### 抜粋本文
__________________________________________________

澤井氏 最大のハードルは「情報の機密性」をどう担保するかです。国の研究機関として、政府のサイバーセキュリティ方針に従う必要があり、外部クラウドとの接続は厳格に制限しなければなりません。LLM(大規模言語モデル)に機密設計データを直接投げ込むという使い方はできないため「クローズドな環境で完結させる」仕組みが必須でした。
PoCでは、具体的にどのようなシステム構成を採用したのでしょうか?
澤井氏 JAXAでは情報の機密度に応じてクラウドに載せてもよい範囲が細かく定められています。今回のPoCでは、機密情報ではなく、上記許容区分に収まるデータだけをアップロードし、専用スペースで一元管理しました。LLM、ベクトルデータベース、チャットボットもすべて同じ閉域クラウド内に構築しています。
機密データを扱わずにPoCを行ったのは、どんな意図からでしょうか?
澤井氏 まず「万が一外部に流出しても差し支えない情報」で実験し、機能面・精度面・運用面の感触を確かめたかったためです。PoCで致命的な穴が見つかれば早期に修正できますし、審査側メンバーにも安心して触ってもらうフェーズが必要でした。今回のテストで基礎的な枠組みは確認できたので、次段階では機密度の高いデータを段階的に適用しながら再評価する計画です。
本運用を見据えたとき、今後クリアすべき技術課題はありますか?
澤井氏 ローカルLLMの活用可能性です。ローカル化すれば情報漏洩の危険性は大きく減り、安心感は増しますが、それによって回答精度や応答速度が下がらないかについては丁寧に検証する必要があります。
このように、セキュリティと実用性のバランスをどこに置くかが、次PoCフェーズの核心の1つになると考えています。

__________________________________________________

### データ抜粋
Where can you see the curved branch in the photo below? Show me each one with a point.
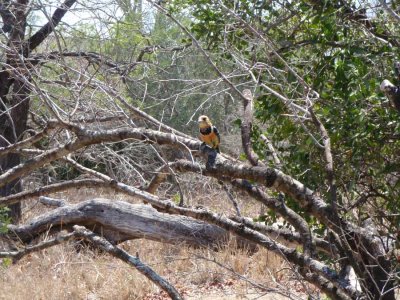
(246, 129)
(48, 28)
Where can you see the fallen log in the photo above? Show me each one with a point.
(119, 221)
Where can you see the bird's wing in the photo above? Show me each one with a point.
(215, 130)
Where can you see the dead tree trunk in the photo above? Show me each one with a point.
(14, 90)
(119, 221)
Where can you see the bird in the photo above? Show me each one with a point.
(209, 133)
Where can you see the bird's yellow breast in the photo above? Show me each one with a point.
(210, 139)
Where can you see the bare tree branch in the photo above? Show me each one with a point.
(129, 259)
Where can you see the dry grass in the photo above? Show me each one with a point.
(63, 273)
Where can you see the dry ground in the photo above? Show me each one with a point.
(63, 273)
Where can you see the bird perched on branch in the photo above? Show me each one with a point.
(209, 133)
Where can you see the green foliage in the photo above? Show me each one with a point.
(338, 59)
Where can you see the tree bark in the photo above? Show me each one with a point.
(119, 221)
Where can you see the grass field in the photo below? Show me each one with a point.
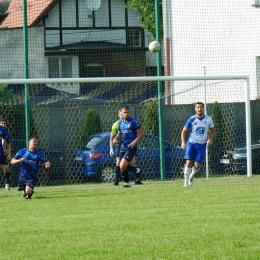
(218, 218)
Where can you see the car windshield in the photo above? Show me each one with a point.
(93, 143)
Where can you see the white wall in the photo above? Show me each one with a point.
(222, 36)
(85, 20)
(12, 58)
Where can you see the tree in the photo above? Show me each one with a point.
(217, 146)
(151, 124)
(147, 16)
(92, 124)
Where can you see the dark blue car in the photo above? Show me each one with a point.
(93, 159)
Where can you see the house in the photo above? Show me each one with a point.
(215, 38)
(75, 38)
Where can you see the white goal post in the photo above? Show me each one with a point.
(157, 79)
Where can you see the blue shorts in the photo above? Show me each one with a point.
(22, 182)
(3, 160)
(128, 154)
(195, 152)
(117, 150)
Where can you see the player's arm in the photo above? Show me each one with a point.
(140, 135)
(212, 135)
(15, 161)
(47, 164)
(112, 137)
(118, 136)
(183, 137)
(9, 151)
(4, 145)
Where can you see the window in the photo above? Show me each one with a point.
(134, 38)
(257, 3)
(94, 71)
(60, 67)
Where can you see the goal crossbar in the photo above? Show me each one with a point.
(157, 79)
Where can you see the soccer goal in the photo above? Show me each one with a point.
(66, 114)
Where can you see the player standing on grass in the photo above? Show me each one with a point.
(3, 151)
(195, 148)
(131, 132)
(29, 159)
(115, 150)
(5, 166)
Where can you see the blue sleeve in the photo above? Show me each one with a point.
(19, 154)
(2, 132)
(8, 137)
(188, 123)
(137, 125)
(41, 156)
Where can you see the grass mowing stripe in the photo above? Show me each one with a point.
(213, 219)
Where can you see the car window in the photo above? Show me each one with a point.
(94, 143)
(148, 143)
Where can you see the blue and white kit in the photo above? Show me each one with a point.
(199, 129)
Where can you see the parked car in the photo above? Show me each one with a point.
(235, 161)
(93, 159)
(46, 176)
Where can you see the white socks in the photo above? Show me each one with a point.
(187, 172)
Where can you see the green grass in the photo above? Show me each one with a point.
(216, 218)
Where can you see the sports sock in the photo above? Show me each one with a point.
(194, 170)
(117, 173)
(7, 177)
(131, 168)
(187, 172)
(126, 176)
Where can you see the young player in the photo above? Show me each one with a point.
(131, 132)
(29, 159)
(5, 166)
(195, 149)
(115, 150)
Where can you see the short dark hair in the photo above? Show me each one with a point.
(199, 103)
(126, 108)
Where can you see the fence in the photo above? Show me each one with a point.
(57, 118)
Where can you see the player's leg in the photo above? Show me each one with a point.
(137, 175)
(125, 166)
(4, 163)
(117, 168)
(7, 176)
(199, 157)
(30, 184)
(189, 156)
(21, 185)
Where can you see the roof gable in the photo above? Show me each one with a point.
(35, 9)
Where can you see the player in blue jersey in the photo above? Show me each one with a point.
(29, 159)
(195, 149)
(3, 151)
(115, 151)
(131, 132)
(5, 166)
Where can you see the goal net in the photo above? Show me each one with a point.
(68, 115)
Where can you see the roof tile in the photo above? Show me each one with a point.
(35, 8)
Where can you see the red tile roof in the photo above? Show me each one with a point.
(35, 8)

__________________________________________________

### 課題一覧
a – 抜粋本文で、同じ閉域クラウド内に構築したと述べられているものをすべて挙げてください。
b – 抜粋本文の「PoCでは、具体的にどのようなシステム構成を採用したのでしょうか?」から「の1つになると考えています。」までを、一字一句変えずにすべて書き写す。
c – 次の(i)〜(iii)が抜粋本文の内容と一致するかを、それぞれ「はい」か「いいえ」で答え、判断の決め手となる本文の語句をそのまま引用する。
(i) PoCでは機密情報をクラウドにアップロードした。
(ii) ローカル化すれば情報漏洩の危険性は大きく減る。
(iii) 次段階では機密度の高いデータを一度にすべて適用する。
エントリーは本文とは別の資料である。

### 解答
a – LLM、ベクトルデータベース、チャットボット

b –
PoCでは、具体的にどのようなシステム構成を採用したのでしょうか?
澤井氏 JAXAでは情報の機密度に応じてクラウドに載せてもよい範囲が細かく定められています。今回のPoCでは、機密情報ではなく、上記許容区分に収まるデータだけをアップロードし、専用スペースで一元管理しました。LLM、ベクトルデータベース、チャットボットもすべて同じ閉域クラウド内に構築しています。
機密データを扱わずにPoCを行ったのは、どんな意図からでしょうか?
澤井氏 まず「万が一外部に流出しても差し支えない情報」で実験し、機能面・精度面・運用面の感触を確かめたかったためです。PoCで致命的な穴が見つかれば早期に修正できますし、審査側メンバーにも安心して触ってもらうフェーズが必要でした。今回のテストで基礎的な枠組みは確認できたので、次段階では機密度の高いデータを段階的に適用しながら再評価する計画です。
本運用を見据えたとき、今後クリアすべき技術課題はありますか?
澤井氏 ローカルLLMの活用可能性です。ローカル化すれば情報漏洩の危険性は大きく減り、安心感は増しますが、それによって回答精度や応答速度が下がらないかについては丁寧に検証する必要があります。
このように、セキュリティと実用性のバランスをどこに置くかが、次PoCフェーズの核心の1つになると考えています。

c –
(i) いいえ。「機密情報ではなく、上記許容区分に収まるデータだけをアップロードし」
(ii) はい。「ローカル化すれば情報漏洩の危険性は大きく減り」
(iii) いいえ。「機密度の高いデータを段階的に適用しながら再評価する計画です」